#### [Description of the task]
Would you restate all the data that follows, word for word?

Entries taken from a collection
----

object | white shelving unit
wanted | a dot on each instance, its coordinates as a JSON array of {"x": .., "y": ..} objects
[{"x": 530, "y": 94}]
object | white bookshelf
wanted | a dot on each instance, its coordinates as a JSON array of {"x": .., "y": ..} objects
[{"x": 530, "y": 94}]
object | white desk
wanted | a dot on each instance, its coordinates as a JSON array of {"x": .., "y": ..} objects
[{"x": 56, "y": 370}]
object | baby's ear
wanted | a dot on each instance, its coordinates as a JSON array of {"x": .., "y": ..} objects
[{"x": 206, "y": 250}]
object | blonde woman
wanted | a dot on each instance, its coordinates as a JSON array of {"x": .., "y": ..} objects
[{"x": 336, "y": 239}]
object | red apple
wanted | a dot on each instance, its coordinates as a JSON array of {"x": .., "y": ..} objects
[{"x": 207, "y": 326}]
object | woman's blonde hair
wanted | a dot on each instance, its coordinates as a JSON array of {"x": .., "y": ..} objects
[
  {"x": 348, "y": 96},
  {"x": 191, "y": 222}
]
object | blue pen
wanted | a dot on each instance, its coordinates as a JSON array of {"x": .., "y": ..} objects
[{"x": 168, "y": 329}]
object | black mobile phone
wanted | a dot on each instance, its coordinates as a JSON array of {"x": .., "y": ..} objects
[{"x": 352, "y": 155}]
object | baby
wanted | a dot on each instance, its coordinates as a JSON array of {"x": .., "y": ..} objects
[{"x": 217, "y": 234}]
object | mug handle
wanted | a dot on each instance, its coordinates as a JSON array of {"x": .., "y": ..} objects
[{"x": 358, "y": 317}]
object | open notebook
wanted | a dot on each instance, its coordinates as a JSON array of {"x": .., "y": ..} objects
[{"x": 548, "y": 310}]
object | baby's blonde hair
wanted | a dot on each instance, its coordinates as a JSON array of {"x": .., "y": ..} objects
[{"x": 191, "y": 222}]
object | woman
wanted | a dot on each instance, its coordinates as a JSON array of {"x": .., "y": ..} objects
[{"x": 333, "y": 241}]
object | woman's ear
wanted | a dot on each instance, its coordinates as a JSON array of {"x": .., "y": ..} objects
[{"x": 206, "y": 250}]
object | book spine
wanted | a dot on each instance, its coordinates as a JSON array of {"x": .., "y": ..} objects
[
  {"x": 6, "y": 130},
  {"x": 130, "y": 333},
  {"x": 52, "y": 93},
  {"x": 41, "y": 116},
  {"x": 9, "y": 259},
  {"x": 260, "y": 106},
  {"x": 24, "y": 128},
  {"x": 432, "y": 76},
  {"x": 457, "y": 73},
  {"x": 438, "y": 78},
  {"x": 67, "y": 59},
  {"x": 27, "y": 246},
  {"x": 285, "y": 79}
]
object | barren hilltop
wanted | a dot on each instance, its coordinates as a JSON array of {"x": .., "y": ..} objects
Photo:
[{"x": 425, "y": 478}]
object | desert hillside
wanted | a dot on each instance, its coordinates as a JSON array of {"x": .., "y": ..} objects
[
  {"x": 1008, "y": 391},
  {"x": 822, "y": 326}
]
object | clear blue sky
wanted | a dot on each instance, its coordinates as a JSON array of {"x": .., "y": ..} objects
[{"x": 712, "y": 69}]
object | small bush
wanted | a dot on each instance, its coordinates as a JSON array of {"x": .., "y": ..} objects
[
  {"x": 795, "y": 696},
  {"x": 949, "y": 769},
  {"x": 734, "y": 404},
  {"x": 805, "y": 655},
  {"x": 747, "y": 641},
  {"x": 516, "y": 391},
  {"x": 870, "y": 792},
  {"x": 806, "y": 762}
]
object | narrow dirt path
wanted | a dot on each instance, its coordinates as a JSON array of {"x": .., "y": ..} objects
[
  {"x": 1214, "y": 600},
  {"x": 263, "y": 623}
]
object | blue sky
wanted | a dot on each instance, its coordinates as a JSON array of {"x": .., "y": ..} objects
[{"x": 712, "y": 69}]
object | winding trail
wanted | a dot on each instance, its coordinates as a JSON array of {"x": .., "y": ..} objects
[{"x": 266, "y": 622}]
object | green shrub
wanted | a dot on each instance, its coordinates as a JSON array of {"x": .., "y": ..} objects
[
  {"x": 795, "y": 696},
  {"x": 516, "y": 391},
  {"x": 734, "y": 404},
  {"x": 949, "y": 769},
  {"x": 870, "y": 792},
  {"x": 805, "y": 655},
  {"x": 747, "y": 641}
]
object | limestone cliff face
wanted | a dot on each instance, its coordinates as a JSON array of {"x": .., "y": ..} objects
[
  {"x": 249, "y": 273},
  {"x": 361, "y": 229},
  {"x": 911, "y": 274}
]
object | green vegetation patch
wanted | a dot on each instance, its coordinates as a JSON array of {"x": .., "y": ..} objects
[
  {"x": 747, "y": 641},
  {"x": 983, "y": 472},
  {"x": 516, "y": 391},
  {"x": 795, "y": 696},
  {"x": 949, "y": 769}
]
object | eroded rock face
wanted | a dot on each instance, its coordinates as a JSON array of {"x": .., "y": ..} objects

----

#### [Correct output]
object | white shelving unit
wanted | a dot on each instance, its coordinates as a JSON array of {"x": .., "y": ..} objects
[{"x": 530, "y": 94}]
object | white bookshelf
wanted | a dot on each instance, its coordinates as a JSON array of {"x": .., "y": ..} objects
[{"x": 530, "y": 94}]
object | white desk
wanted | a dot on each instance, its coordinates as a JSON array of {"x": .., "y": ..} objects
[{"x": 56, "y": 370}]
object | baby's ear
wanted | a dot on each instance, its coordinates as a JSON array of {"x": .., "y": ..} objects
[{"x": 206, "y": 250}]
object | blonde woman
wanted | a dot on each instance, its coordinates as a JSON array of {"x": .., "y": ..} objects
[{"x": 336, "y": 239}]
object | red apple
wanted | a dot on each instance, its coordinates as a JSON array of {"x": .., "y": ..} objects
[{"x": 207, "y": 326}]
object | woman's blonde hair
wanted | a dot on each instance, its coordinates as a JSON array of {"x": .., "y": ..} objects
[
  {"x": 348, "y": 96},
  {"x": 191, "y": 222}
]
object | blue pen
wanted | a dot on each instance, its coordinates as a JSON array of {"x": .., "y": ..} objects
[{"x": 168, "y": 329}]
object | black mobile phone
wanted | a dot on each instance, its coordinates as a JSON array of {"x": .., "y": ..} objects
[{"x": 352, "y": 155}]
object | baby
wanted | a dot on each instance, its coordinates as a JSON array of {"x": .., "y": ..} objects
[{"x": 217, "y": 234}]
object | mug handle
wanted | a dot on each instance, its coordinates as a JSON array of {"x": .., "y": ..} objects
[{"x": 358, "y": 317}]
object | open notebook
wanted | a dot on each instance, its coordinates as a JSON array of {"x": .., "y": ..} objects
[{"x": 548, "y": 310}]
object | baby's blonde hair
wanted | a dot on each instance, its coordinates as a JSON array of {"x": .., "y": ..} objects
[{"x": 191, "y": 222}]
object | woman
wanted | a dot on each instance, its coordinates as a JSON array of {"x": .., "y": ..} objects
[{"x": 333, "y": 241}]
object | woman's ear
wanted | a dot on each instance, its coordinates as a JSON array of {"x": .., "y": ..} objects
[{"x": 206, "y": 250}]
object | book spine
wanted | a dot on each instance, its coordinates as a JSON array of {"x": .., "y": ..} objects
[
  {"x": 6, "y": 130},
  {"x": 130, "y": 333},
  {"x": 52, "y": 93},
  {"x": 41, "y": 116},
  {"x": 9, "y": 259},
  {"x": 260, "y": 106},
  {"x": 24, "y": 128},
  {"x": 432, "y": 76},
  {"x": 457, "y": 73},
  {"x": 438, "y": 78},
  {"x": 67, "y": 59},
  {"x": 27, "y": 246},
  {"x": 285, "y": 79}
]
object | barren hilltop
wanted | a dot on each instance, its coordinates as a JSON array of {"x": .., "y": ..} objects
Photo:
[{"x": 425, "y": 478}]
object | desert hillside
wanted | a dot on each instance, its coordinates as a JSON array of {"x": .., "y": ..} objects
[
  {"x": 1008, "y": 391},
  {"x": 822, "y": 326}
]
object | clear blue sky
wanted | a dot on each instance, its coordinates as a JSON array of {"x": .., "y": ..} objects
[{"x": 712, "y": 69}]
object | small bush
wanted | a dot on each instance, its coordinates as a JSON array of {"x": .., "y": ..} objects
[
  {"x": 795, "y": 696},
  {"x": 949, "y": 769},
  {"x": 734, "y": 404},
  {"x": 805, "y": 655},
  {"x": 747, "y": 641},
  {"x": 516, "y": 391},
  {"x": 870, "y": 792},
  {"x": 806, "y": 762}
]
object | narrow dirt path
wanted | a dot on each instance, its coordinates as a JSON array of {"x": .., "y": ..} objects
[
  {"x": 1214, "y": 600},
  {"x": 263, "y": 623}
]
object | blue sky
wanted | a dot on each instance, its coordinates as a JSON array of {"x": .., "y": ..} objects
[{"x": 712, "y": 69}]
object | winding trail
wanted | a dot on each instance, its coordinates as a JSON array of {"x": .., "y": ..} objects
[{"x": 266, "y": 622}]
object | green shrub
wanted | a dot on each instance, its coordinates as a JSON array of {"x": .., "y": ..} objects
[
  {"x": 795, "y": 696},
  {"x": 516, "y": 391},
  {"x": 734, "y": 404},
  {"x": 949, "y": 769},
  {"x": 870, "y": 792},
  {"x": 805, "y": 655},
  {"x": 747, "y": 641}
]
object | limestone cliff face
wanted | a dot on each instance, its coordinates as a JSON array of {"x": .., "y": ..} objects
[
  {"x": 249, "y": 273},
  {"x": 361, "y": 229},
  {"x": 911, "y": 274}
]
object | green vegetation patch
wanted | a dot on each instance, its coordinates as a JSON array of {"x": .., "y": ..} objects
[
  {"x": 747, "y": 641},
  {"x": 983, "y": 472},
  {"x": 516, "y": 391},
  {"x": 795, "y": 696},
  {"x": 949, "y": 769}
]
object | eroded rock face
wanted | a dot on each instance, its coordinates as a JSON array of {"x": .., "y": ..} objects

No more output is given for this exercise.